Work request:
What you return must be every line from the beginning of the data through the line holding "branches in the image above.", unchanged.

───── Stored data ─────

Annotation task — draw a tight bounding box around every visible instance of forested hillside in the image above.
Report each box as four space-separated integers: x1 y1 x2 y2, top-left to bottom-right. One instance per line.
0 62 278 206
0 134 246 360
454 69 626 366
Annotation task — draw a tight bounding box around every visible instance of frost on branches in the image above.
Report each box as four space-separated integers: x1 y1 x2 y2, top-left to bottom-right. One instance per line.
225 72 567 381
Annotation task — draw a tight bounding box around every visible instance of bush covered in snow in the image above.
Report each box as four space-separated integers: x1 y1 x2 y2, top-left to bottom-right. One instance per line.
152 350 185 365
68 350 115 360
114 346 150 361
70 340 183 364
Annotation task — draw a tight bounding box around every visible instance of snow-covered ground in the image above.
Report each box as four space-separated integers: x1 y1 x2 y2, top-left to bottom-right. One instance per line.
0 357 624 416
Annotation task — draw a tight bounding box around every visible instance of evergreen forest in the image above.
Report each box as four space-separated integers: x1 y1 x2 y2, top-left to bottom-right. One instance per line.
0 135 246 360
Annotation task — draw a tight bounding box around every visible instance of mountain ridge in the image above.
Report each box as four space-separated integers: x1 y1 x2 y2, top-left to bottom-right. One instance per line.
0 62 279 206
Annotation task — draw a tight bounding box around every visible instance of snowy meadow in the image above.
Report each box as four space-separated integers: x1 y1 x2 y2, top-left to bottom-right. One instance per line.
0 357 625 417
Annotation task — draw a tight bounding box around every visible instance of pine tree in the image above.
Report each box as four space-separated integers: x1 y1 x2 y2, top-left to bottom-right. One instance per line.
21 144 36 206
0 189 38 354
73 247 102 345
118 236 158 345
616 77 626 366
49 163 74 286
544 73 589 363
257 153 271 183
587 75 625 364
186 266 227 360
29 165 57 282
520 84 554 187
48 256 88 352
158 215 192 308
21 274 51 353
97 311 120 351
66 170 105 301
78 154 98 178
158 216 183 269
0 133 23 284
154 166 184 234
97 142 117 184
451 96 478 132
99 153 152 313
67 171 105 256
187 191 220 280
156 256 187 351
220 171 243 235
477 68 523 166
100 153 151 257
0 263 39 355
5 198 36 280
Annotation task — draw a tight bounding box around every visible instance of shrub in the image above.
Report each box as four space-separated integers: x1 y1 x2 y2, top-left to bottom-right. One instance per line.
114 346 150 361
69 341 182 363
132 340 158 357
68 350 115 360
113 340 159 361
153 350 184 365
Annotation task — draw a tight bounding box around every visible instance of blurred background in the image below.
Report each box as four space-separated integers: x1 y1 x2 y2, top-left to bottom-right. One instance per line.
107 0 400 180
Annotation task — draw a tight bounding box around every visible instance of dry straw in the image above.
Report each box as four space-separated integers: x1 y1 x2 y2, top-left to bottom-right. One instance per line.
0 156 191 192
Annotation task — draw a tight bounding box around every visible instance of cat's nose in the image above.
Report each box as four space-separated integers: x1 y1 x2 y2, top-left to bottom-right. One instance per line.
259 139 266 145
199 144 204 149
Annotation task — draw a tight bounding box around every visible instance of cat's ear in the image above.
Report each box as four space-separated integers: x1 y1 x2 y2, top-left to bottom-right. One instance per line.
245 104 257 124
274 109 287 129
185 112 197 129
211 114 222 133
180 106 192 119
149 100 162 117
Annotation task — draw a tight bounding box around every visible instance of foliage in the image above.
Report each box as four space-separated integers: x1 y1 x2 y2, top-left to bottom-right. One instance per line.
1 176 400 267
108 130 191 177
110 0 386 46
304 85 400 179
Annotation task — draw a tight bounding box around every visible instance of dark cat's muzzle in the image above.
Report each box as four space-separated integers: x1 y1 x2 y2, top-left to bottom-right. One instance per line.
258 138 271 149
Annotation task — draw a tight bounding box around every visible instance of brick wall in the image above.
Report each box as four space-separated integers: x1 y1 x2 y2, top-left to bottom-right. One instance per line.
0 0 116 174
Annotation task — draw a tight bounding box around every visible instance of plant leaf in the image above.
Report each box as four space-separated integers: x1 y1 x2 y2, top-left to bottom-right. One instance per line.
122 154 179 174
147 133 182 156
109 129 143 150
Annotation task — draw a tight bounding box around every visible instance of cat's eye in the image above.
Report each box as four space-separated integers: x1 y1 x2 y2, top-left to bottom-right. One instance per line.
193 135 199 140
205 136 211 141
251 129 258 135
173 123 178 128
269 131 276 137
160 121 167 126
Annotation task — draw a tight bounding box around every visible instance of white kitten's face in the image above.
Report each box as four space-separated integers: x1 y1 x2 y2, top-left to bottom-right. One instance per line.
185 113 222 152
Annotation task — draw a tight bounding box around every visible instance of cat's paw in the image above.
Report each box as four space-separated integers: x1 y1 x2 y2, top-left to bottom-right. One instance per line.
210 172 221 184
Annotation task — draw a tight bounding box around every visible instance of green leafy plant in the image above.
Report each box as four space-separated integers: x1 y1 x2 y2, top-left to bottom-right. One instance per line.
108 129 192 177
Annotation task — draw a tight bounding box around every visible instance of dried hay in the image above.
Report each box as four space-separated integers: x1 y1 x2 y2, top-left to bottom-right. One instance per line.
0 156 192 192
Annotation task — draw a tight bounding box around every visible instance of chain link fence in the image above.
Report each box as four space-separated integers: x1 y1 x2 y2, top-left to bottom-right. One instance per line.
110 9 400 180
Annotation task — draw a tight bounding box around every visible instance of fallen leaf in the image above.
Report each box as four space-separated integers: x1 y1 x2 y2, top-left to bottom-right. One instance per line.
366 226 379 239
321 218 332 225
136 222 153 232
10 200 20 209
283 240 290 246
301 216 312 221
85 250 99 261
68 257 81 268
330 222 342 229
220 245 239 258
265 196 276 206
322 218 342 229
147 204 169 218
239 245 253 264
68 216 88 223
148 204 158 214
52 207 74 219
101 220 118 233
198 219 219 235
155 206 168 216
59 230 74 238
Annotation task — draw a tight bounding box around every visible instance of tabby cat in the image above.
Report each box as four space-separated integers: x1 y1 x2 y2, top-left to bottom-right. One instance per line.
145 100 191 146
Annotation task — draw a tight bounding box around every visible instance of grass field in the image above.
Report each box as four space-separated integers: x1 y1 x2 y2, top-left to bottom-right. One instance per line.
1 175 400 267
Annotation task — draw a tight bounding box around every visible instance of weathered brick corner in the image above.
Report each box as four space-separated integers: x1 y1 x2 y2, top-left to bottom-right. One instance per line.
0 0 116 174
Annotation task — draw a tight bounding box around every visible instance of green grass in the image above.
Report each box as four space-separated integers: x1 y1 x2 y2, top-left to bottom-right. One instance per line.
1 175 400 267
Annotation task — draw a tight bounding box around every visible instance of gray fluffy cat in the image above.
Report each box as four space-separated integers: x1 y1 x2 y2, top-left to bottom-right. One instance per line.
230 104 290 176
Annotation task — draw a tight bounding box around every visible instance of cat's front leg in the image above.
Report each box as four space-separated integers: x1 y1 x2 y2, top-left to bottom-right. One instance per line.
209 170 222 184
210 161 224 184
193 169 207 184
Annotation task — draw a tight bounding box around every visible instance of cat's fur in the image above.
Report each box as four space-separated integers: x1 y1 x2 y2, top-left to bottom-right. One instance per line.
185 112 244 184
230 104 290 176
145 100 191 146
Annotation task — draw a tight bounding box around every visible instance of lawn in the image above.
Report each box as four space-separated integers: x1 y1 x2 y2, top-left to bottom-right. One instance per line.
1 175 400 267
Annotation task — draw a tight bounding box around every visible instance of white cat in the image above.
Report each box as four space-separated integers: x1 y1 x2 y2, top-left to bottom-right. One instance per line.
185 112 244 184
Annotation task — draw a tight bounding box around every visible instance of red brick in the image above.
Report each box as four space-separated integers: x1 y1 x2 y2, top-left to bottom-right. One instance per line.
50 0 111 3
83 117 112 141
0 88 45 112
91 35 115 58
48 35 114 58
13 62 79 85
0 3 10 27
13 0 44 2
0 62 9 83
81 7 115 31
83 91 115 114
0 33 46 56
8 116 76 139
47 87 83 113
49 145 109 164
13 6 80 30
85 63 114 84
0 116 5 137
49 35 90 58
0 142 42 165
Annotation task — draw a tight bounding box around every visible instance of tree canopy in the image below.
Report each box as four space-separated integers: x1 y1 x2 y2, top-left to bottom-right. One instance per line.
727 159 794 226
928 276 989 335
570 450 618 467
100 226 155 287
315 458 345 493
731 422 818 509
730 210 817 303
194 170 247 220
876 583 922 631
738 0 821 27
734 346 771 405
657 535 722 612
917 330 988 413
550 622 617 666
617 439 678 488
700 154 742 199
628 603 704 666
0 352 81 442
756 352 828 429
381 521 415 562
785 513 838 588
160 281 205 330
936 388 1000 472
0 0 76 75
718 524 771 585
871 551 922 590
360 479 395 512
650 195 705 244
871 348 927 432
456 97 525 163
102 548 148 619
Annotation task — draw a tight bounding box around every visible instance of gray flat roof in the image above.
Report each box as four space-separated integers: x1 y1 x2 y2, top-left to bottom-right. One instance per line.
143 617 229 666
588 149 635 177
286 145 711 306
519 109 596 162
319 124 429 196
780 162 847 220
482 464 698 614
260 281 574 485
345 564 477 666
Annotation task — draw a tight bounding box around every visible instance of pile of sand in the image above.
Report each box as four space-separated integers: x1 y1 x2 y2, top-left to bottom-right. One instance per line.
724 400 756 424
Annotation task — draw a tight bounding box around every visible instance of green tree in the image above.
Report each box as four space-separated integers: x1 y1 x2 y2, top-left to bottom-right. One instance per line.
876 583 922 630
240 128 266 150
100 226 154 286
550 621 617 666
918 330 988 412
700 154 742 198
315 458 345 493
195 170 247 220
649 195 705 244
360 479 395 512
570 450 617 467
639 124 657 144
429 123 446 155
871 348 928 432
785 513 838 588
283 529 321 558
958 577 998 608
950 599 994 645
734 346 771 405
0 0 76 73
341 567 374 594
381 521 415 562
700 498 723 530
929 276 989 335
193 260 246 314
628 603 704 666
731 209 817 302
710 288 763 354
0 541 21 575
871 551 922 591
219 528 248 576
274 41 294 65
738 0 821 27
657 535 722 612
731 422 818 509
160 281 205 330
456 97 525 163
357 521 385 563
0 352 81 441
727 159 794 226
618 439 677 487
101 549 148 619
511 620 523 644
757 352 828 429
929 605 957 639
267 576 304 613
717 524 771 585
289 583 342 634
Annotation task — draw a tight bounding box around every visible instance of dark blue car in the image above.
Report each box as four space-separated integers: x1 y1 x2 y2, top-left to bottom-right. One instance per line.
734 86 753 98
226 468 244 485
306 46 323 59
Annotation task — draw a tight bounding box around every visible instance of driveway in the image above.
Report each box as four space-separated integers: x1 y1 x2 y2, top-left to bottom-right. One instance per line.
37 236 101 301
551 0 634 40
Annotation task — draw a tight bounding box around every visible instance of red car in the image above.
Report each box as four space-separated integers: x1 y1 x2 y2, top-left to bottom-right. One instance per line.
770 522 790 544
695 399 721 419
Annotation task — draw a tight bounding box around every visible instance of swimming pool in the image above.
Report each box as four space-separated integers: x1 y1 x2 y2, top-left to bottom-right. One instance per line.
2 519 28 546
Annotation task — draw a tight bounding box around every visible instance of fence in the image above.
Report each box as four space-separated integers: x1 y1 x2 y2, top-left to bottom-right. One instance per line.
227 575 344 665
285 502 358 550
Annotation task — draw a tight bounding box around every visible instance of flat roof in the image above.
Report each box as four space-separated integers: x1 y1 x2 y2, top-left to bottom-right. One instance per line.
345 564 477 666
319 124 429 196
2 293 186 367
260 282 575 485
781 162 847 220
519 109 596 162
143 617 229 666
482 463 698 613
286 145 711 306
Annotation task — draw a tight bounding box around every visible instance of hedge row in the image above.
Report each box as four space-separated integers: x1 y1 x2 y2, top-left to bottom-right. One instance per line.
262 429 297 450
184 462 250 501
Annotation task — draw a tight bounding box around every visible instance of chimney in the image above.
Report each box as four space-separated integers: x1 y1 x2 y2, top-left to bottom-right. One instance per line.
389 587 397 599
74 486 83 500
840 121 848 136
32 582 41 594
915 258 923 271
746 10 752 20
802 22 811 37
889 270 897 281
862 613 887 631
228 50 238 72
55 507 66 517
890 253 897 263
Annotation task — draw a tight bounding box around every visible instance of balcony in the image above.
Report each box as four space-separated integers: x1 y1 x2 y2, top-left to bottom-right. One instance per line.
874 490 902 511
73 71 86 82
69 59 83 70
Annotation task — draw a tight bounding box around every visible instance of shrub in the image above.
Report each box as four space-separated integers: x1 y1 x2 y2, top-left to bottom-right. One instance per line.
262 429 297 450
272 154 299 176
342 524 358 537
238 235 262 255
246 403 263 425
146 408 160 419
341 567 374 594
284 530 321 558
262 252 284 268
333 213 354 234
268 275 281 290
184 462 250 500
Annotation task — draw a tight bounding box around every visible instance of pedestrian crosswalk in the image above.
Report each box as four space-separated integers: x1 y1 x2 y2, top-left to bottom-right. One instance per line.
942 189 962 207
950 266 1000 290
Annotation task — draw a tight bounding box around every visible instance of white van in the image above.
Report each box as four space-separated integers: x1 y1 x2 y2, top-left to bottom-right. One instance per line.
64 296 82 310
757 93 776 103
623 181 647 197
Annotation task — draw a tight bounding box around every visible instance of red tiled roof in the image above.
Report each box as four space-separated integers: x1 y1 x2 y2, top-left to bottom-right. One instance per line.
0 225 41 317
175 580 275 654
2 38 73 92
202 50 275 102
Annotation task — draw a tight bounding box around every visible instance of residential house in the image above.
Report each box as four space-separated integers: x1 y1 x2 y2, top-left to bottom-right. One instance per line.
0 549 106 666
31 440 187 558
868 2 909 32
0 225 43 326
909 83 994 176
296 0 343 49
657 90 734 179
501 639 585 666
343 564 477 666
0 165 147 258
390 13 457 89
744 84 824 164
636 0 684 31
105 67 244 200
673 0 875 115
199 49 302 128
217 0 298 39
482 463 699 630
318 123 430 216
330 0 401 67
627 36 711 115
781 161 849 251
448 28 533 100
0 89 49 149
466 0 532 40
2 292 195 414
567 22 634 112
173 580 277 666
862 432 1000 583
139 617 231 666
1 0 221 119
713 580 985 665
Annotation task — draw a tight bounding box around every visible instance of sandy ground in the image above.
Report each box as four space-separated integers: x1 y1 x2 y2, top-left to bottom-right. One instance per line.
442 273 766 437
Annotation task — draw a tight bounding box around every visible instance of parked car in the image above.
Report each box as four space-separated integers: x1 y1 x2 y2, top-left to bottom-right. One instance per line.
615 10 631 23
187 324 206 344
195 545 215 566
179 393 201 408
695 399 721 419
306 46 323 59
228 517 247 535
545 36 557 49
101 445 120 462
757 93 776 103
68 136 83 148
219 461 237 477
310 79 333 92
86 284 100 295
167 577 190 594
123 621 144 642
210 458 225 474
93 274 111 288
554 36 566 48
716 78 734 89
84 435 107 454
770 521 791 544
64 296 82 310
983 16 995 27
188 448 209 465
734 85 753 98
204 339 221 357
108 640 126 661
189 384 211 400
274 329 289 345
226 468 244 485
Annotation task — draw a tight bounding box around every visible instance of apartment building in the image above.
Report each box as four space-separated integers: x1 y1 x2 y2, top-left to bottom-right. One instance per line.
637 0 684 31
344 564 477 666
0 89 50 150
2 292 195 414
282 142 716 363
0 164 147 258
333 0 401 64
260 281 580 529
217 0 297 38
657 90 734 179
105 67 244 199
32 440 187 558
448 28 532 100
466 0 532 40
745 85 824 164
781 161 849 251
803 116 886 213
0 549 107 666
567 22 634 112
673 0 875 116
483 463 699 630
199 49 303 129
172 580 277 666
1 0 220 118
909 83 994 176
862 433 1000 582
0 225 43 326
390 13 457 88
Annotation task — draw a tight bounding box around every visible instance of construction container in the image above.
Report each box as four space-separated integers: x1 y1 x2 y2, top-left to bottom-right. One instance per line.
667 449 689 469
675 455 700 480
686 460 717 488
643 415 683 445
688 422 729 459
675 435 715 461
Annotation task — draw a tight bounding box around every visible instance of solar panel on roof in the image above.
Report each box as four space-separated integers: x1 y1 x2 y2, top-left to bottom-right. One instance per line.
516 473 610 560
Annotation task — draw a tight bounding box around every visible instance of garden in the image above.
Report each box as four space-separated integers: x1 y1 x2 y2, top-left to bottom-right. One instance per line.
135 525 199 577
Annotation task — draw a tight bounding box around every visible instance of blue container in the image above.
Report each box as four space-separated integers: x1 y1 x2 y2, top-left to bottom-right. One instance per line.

─────

Reply:
Annotation task — draw a tight bounding box around every visible instance of forested hillside in the image above.
Report each box as four space-separated integers: x1 y1 x2 y2, top-left to bottom-right. One instance per line.
0 62 278 206
0 134 246 360
454 69 626 366
Annotation task — draw a tight bounding box around every visible instance of frost on branches in the image above.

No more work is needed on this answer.